WHAT IS EXPECTED
Pick out each line below containing "shelter".

Stored data entries

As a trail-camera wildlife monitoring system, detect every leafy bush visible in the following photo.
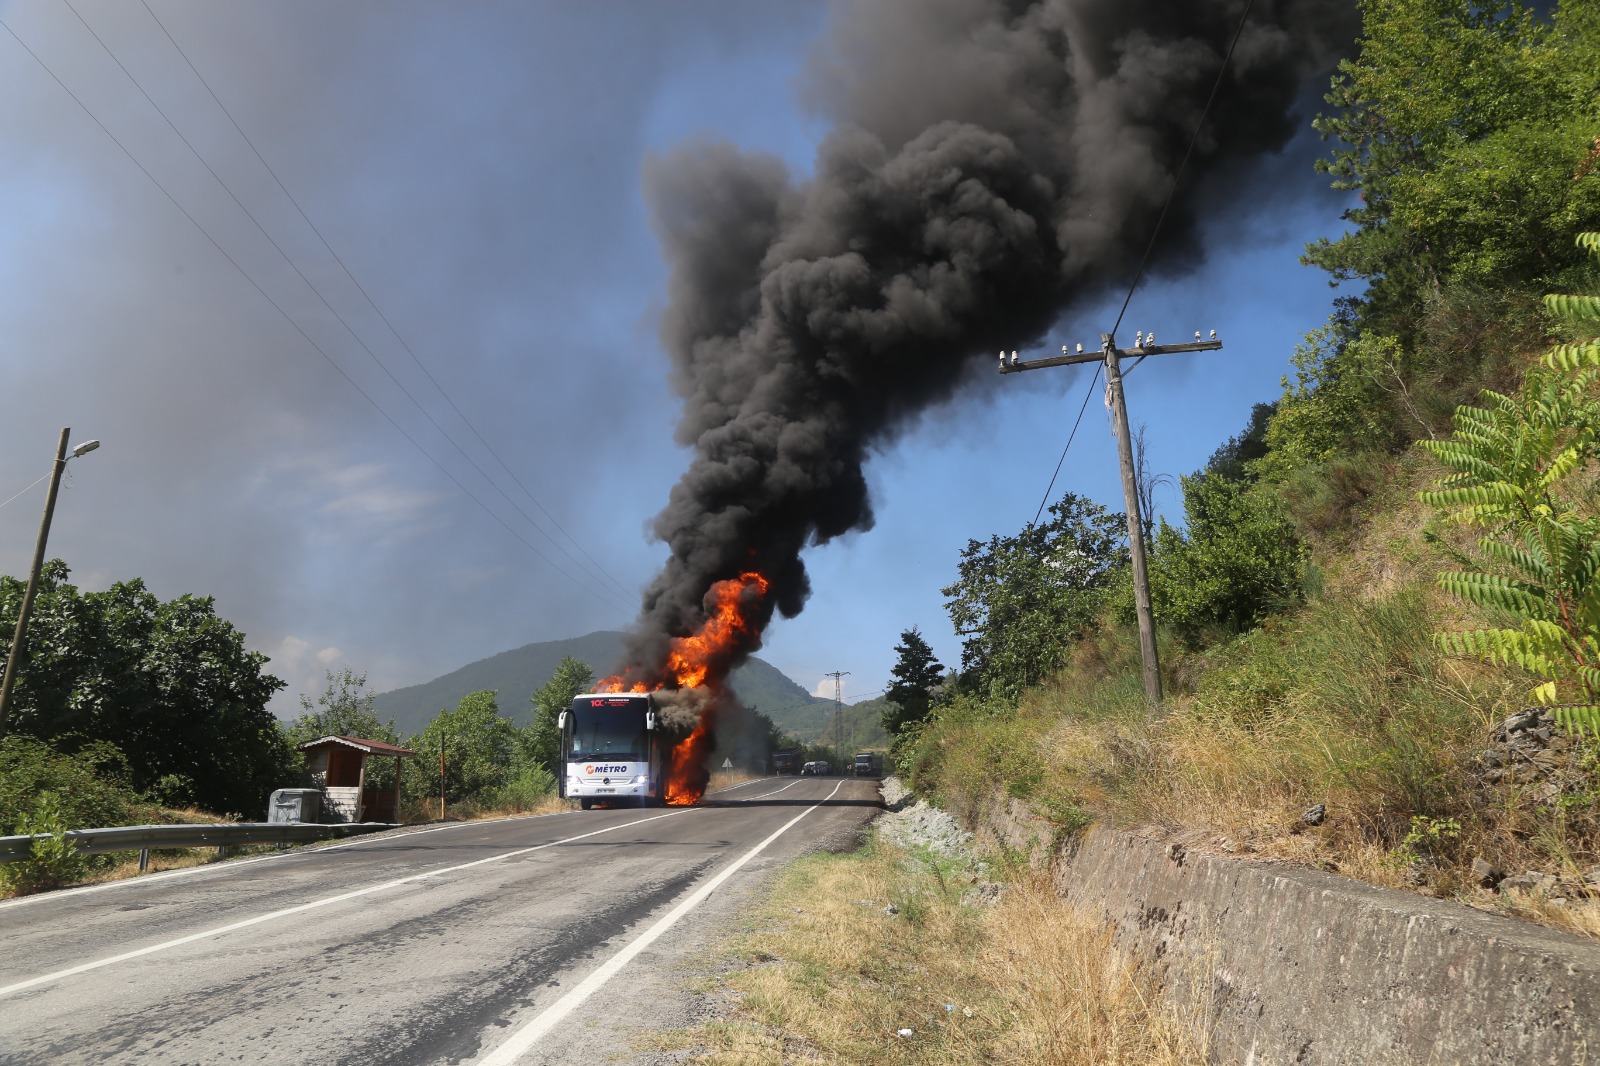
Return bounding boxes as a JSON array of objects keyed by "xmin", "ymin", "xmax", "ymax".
[
  {"xmin": 2, "ymin": 791, "xmax": 86, "ymax": 896},
  {"xmin": 1256, "ymin": 325, "xmax": 1404, "ymax": 484},
  {"xmin": 491, "ymin": 765, "xmax": 557, "ymax": 812},
  {"xmin": 1422, "ymin": 236, "xmax": 1600, "ymax": 727},
  {"xmin": 0, "ymin": 734, "xmax": 147, "ymax": 832},
  {"xmin": 1146, "ymin": 473, "xmax": 1307, "ymax": 642}
]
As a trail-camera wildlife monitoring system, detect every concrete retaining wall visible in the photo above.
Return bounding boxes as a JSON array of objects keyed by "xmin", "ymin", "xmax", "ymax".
[{"xmin": 972, "ymin": 797, "xmax": 1600, "ymax": 1065}]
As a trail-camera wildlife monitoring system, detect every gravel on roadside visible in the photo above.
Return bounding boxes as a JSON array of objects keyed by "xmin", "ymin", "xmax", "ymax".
[{"xmin": 874, "ymin": 776, "xmax": 975, "ymax": 859}]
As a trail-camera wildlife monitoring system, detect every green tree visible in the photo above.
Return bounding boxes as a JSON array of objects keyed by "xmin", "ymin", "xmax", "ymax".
[
  {"xmin": 1422, "ymin": 234, "xmax": 1600, "ymax": 728},
  {"xmin": 942, "ymin": 493, "xmax": 1127, "ymax": 699},
  {"xmin": 1204, "ymin": 402, "xmax": 1276, "ymax": 482},
  {"xmin": 1306, "ymin": 0, "xmax": 1600, "ymax": 309},
  {"xmin": 286, "ymin": 669, "xmax": 400, "ymax": 788},
  {"xmin": 286, "ymin": 668, "xmax": 398, "ymax": 746},
  {"xmin": 1147, "ymin": 473, "xmax": 1307, "ymax": 643},
  {"xmin": 408, "ymin": 691, "xmax": 517, "ymax": 805},
  {"xmin": 883, "ymin": 627, "xmax": 944, "ymax": 736},
  {"xmin": 526, "ymin": 657, "xmax": 593, "ymax": 774},
  {"xmin": 0, "ymin": 561, "xmax": 292, "ymax": 816}
]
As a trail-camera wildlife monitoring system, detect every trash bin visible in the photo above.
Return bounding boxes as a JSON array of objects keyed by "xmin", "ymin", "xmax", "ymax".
[{"xmin": 268, "ymin": 788, "xmax": 322, "ymax": 824}]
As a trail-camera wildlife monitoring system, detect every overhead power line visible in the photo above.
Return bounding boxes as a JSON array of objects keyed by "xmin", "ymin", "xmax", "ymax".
[
  {"xmin": 60, "ymin": 0, "xmax": 636, "ymax": 609},
  {"xmin": 1026, "ymin": 0, "xmax": 1256, "ymax": 527},
  {"xmin": 1031, "ymin": 363, "xmax": 1102, "ymax": 528},
  {"xmin": 1010, "ymin": 1, "xmax": 1255, "ymax": 704},
  {"xmin": 0, "ymin": 12, "xmax": 635, "ymax": 615},
  {"xmin": 1109, "ymin": 0, "xmax": 1256, "ymax": 341},
  {"xmin": 136, "ymin": 0, "xmax": 636, "ymax": 605}
]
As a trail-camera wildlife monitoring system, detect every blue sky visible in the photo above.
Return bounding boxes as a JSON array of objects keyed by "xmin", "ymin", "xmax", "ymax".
[{"xmin": 0, "ymin": 1, "xmax": 1350, "ymax": 714}]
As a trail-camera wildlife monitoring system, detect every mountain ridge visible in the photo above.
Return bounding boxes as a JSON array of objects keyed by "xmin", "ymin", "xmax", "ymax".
[{"xmin": 372, "ymin": 630, "xmax": 852, "ymax": 740}]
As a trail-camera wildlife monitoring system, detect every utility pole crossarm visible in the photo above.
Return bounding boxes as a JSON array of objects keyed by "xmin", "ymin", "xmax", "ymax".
[
  {"xmin": 994, "ymin": 331, "xmax": 1226, "ymax": 707},
  {"xmin": 998, "ymin": 339, "xmax": 1221, "ymax": 375}
]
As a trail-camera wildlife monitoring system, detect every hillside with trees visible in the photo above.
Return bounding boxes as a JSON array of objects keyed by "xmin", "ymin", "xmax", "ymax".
[
  {"xmin": 373, "ymin": 630, "xmax": 833, "ymax": 738},
  {"xmin": 884, "ymin": 0, "xmax": 1600, "ymax": 935}
]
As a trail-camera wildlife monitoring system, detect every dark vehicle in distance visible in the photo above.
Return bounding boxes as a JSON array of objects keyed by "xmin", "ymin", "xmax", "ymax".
[
  {"xmin": 771, "ymin": 749, "xmax": 800, "ymax": 775},
  {"xmin": 853, "ymin": 752, "xmax": 884, "ymax": 778}
]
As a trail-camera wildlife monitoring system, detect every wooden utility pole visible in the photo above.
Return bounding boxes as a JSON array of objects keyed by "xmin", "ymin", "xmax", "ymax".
[
  {"xmin": 0, "ymin": 428, "xmax": 74, "ymax": 740},
  {"xmin": 1000, "ymin": 331, "xmax": 1223, "ymax": 705}
]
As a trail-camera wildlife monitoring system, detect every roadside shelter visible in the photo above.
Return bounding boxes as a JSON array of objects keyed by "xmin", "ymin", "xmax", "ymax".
[{"xmin": 298, "ymin": 735, "xmax": 417, "ymax": 823}]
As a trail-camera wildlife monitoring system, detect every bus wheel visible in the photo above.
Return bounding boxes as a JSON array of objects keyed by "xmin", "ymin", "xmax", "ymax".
[{"xmin": 579, "ymin": 798, "xmax": 593, "ymax": 811}]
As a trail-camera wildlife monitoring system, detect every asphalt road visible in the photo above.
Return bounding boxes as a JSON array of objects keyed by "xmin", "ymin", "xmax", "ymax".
[{"xmin": 0, "ymin": 776, "xmax": 881, "ymax": 1065}]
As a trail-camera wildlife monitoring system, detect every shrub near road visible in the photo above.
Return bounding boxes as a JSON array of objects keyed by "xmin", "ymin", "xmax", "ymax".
[{"xmin": 672, "ymin": 834, "xmax": 1204, "ymax": 1066}]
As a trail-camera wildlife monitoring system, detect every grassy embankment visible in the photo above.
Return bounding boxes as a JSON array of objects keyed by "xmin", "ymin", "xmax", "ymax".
[
  {"xmin": 901, "ymin": 442, "xmax": 1600, "ymax": 939},
  {"xmin": 654, "ymin": 835, "xmax": 1208, "ymax": 1066}
]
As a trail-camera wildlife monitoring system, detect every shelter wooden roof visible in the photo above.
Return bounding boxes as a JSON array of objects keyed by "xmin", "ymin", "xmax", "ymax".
[{"xmin": 297, "ymin": 735, "xmax": 417, "ymax": 758}]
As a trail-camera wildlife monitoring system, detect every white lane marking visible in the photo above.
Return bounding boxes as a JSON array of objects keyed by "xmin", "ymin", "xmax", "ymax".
[
  {"xmin": 0, "ymin": 810, "xmax": 688, "ymax": 999},
  {"xmin": 477, "ymin": 780, "xmax": 847, "ymax": 1066},
  {"xmin": 0, "ymin": 809, "xmax": 583, "ymax": 911},
  {"xmin": 745, "ymin": 777, "xmax": 805, "ymax": 800}
]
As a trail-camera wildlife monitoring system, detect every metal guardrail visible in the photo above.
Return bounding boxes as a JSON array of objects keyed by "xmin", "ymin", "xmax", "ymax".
[{"xmin": 0, "ymin": 821, "xmax": 396, "ymax": 864}]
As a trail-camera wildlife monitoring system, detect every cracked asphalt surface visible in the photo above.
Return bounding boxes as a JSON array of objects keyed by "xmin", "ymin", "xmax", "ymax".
[{"xmin": 0, "ymin": 776, "xmax": 881, "ymax": 1065}]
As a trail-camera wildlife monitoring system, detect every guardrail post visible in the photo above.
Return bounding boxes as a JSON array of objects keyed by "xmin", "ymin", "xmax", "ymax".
[{"xmin": 138, "ymin": 848, "xmax": 149, "ymax": 873}]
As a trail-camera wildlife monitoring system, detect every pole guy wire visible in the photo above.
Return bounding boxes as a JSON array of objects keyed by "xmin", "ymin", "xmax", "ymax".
[{"xmin": 1031, "ymin": 0, "xmax": 1256, "ymax": 525}]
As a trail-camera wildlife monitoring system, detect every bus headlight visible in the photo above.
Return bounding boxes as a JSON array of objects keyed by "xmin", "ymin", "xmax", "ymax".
[{"xmin": 632, "ymin": 775, "xmax": 648, "ymax": 785}]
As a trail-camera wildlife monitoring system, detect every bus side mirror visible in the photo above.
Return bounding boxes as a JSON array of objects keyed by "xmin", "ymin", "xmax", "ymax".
[
  {"xmin": 557, "ymin": 711, "xmax": 567, "ymax": 731},
  {"xmin": 646, "ymin": 711, "xmax": 656, "ymax": 731}
]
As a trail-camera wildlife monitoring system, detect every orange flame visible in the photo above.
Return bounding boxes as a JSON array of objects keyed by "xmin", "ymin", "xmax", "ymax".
[
  {"xmin": 595, "ymin": 571, "xmax": 770, "ymax": 804},
  {"xmin": 664, "ymin": 720, "xmax": 714, "ymax": 805}
]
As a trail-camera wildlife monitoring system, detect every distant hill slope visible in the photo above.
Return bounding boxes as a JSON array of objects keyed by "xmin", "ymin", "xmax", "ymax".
[{"xmin": 373, "ymin": 630, "xmax": 837, "ymax": 738}]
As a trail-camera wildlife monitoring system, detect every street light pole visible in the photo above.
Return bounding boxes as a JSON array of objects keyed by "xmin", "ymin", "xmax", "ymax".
[{"xmin": 0, "ymin": 429, "xmax": 100, "ymax": 740}]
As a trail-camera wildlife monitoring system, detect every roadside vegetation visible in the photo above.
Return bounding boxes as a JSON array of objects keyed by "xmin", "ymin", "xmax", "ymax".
[
  {"xmin": 661, "ymin": 835, "xmax": 1206, "ymax": 1066},
  {"xmin": 0, "ymin": 638, "xmax": 810, "ymax": 896},
  {"xmin": 877, "ymin": 0, "xmax": 1600, "ymax": 937}
]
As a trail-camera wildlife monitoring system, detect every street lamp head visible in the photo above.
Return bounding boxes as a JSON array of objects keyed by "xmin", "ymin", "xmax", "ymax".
[{"xmin": 70, "ymin": 440, "xmax": 100, "ymax": 458}]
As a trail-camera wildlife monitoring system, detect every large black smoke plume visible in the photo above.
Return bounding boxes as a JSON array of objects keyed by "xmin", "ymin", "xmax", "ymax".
[{"xmin": 621, "ymin": 0, "xmax": 1355, "ymax": 681}]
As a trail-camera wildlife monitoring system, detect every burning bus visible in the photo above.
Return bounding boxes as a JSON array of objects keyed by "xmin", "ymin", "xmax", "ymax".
[{"xmin": 558, "ymin": 692, "xmax": 667, "ymax": 809}]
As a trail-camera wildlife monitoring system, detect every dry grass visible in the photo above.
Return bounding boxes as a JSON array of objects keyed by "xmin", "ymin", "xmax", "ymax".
[
  {"xmin": 658, "ymin": 835, "xmax": 1208, "ymax": 1065},
  {"xmin": 80, "ymin": 844, "xmax": 286, "ymax": 886},
  {"xmin": 706, "ymin": 770, "xmax": 762, "ymax": 793}
]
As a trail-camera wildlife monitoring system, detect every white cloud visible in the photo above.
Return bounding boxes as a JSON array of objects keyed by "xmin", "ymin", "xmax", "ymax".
[
  {"xmin": 251, "ymin": 436, "xmax": 446, "ymax": 544},
  {"xmin": 269, "ymin": 634, "xmax": 346, "ymax": 719}
]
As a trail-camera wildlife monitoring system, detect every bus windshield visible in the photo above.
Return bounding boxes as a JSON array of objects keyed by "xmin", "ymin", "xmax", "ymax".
[{"xmin": 568, "ymin": 700, "xmax": 648, "ymax": 760}]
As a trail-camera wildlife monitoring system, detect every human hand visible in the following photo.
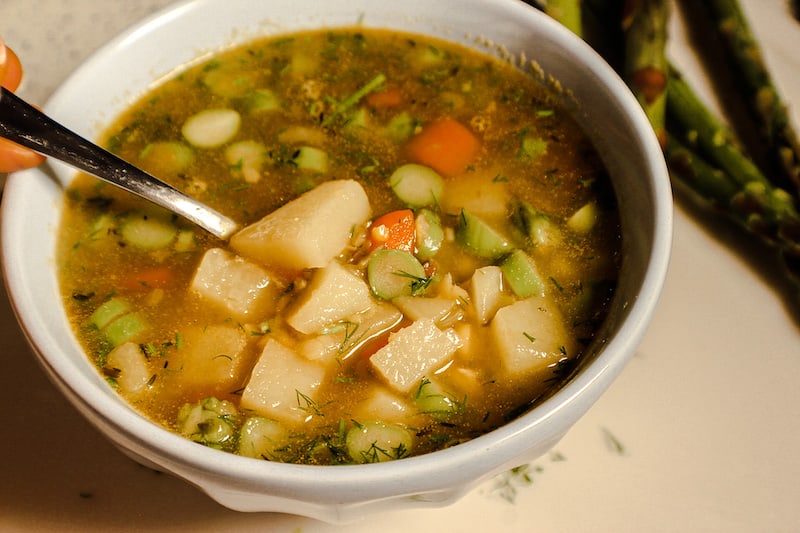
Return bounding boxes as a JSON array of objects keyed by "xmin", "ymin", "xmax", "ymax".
[{"xmin": 1, "ymin": 37, "xmax": 46, "ymax": 173}]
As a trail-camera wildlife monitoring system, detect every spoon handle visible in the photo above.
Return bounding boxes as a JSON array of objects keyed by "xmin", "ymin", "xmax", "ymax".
[{"xmin": 0, "ymin": 87, "xmax": 238, "ymax": 240}]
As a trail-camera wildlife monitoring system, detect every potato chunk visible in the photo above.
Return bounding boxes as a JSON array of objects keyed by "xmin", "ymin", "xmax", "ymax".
[
  {"xmin": 296, "ymin": 301, "xmax": 402, "ymax": 363},
  {"xmin": 105, "ymin": 342, "xmax": 151, "ymax": 396},
  {"xmin": 392, "ymin": 295, "xmax": 459, "ymax": 324},
  {"xmin": 230, "ymin": 180, "xmax": 371, "ymax": 272},
  {"xmin": 168, "ymin": 325, "xmax": 249, "ymax": 395},
  {"xmin": 469, "ymin": 265, "xmax": 506, "ymax": 324},
  {"xmin": 241, "ymin": 339, "xmax": 327, "ymax": 424},
  {"xmin": 490, "ymin": 296, "xmax": 576, "ymax": 375},
  {"xmin": 190, "ymin": 248, "xmax": 279, "ymax": 321},
  {"xmin": 370, "ymin": 318, "xmax": 462, "ymax": 393},
  {"xmin": 286, "ymin": 260, "xmax": 375, "ymax": 335}
]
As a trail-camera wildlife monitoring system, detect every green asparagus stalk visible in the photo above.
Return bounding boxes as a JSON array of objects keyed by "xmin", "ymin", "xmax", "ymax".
[
  {"xmin": 545, "ymin": 0, "xmax": 584, "ymax": 37},
  {"xmin": 666, "ymin": 135, "xmax": 800, "ymax": 251},
  {"xmin": 701, "ymin": 0, "xmax": 800, "ymax": 197},
  {"xmin": 667, "ymin": 66, "xmax": 800, "ymax": 254},
  {"xmin": 539, "ymin": 0, "xmax": 800, "ymax": 293},
  {"xmin": 621, "ymin": 0, "xmax": 670, "ymax": 146},
  {"xmin": 666, "ymin": 65, "xmax": 771, "ymax": 190}
]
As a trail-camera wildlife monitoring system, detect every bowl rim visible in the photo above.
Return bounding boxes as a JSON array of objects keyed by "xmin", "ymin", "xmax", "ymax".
[{"xmin": 0, "ymin": 0, "xmax": 672, "ymax": 509}]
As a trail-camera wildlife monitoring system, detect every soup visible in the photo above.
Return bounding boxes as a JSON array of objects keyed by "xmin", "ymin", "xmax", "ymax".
[{"xmin": 57, "ymin": 28, "xmax": 620, "ymax": 464}]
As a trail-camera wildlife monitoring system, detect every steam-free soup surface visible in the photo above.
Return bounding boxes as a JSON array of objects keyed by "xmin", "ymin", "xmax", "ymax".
[{"xmin": 58, "ymin": 28, "xmax": 620, "ymax": 464}]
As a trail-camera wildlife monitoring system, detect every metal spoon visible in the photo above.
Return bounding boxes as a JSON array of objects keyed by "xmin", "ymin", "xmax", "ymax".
[{"xmin": 0, "ymin": 87, "xmax": 239, "ymax": 240}]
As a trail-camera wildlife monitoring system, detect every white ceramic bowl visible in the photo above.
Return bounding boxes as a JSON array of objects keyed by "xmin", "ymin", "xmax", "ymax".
[{"xmin": 1, "ymin": 0, "xmax": 671, "ymax": 523}]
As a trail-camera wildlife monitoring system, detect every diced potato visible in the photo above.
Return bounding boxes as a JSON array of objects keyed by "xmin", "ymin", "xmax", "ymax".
[
  {"xmin": 296, "ymin": 301, "xmax": 402, "ymax": 362},
  {"xmin": 230, "ymin": 180, "xmax": 371, "ymax": 272},
  {"xmin": 469, "ymin": 265, "xmax": 506, "ymax": 324},
  {"xmin": 439, "ymin": 167, "xmax": 510, "ymax": 219},
  {"xmin": 489, "ymin": 296, "xmax": 576, "ymax": 375},
  {"xmin": 241, "ymin": 339, "xmax": 327, "ymax": 424},
  {"xmin": 104, "ymin": 342, "xmax": 151, "ymax": 396},
  {"xmin": 168, "ymin": 325, "xmax": 249, "ymax": 395},
  {"xmin": 296, "ymin": 332, "xmax": 344, "ymax": 363},
  {"xmin": 370, "ymin": 318, "xmax": 462, "ymax": 393},
  {"xmin": 190, "ymin": 248, "xmax": 280, "ymax": 321},
  {"xmin": 392, "ymin": 295, "xmax": 458, "ymax": 324},
  {"xmin": 286, "ymin": 261, "xmax": 375, "ymax": 335},
  {"xmin": 353, "ymin": 387, "xmax": 419, "ymax": 425},
  {"xmin": 444, "ymin": 366, "xmax": 482, "ymax": 397}
]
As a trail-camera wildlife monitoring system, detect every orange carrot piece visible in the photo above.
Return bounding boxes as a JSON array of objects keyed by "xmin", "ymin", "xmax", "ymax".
[
  {"xmin": 404, "ymin": 117, "xmax": 481, "ymax": 177},
  {"xmin": 122, "ymin": 266, "xmax": 174, "ymax": 291},
  {"xmin": 365, "ymin": 85, "xmax": 404, "ymax": 108},
  {"xmin": 369, "ymin": 209, "xmax": 416, "ymax": 252}
]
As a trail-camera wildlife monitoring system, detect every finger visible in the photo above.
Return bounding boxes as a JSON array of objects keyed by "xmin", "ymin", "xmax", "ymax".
[
  {"xmin": 1, "ymin": 44, "xmax": 24, "ymax": 91},
  {"xmin": 0, "ymin": 137, "xmax": 46, "ymax": 173}
]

TASK SOLUTION
As a trail-camera wildlife monitoring system, detect every roadside shelter visible in the photo above.
As a trail-camera wildlife monitoring system, detect every shelter wooden roof visible in the photo above.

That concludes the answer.